Document passage -
<<<<

John James Ingalls (December 29, 1833August 16, 1900) was an American Republican politician who served as a United States senator from Kansas. Ingalls is credited with suggesting the state motto and designing the state seal.

Life and career
John James Ingalls was born in Middleton, Massachusetts, on December 29, 1833. He graduated from Williams College in 1855. Foreshadowing his later reputation as a wit, his commencement oration, entitled "Mummy Life," was a satire of college life. He studied law and was admitted to the bar in 1857. Moving to Kansas Territory, Ingalls settled in Atchison in 1860. He joined the anti-slavery forces and worked to make Kansas a free state. He was a member of the Wyandotte constitutional convention in 1859 and is reputed to have coined the state motto, Ad Astra per Aspera.

>>>>

Task requirements -
1. Answer these questions from the passage about John James Ingalls:
(a) Which state did Ingalls represent in the United States Senate?
(b) What was the title of his commencement oration?
(c) In what year was he admitted to the bar?
2. Decide whether each statement agrees with the passage about John James Ingalls:
(a) Ingalls graduated from Williams College in 1855.
(b) Ingalls was born in Atchison, Kansas.
(c) Ingalls was a Democratic politician.
3. According to the passage about John James Ingalls, why does his commencement oration foreshadow his later reputation? Answer in one to three sentences.

Raw data -
<<<<

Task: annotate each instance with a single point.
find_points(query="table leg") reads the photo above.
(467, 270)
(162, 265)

>>>>

Solution set -
1.
(a) Kansas
(b) "Mummy Life"
(c) 1857

2.
(a) Yes: "He graduated from Williams College in 1855."
(b) No: "John James Ingalls was born in Middleton, Massachusetts, on December 29, 1833."
(c) No: "was an American Republican politician"

3. Ingalls later became known as a wit. His commencement oration, "Mummy Life," was a satire of college life, which showed that wit early on.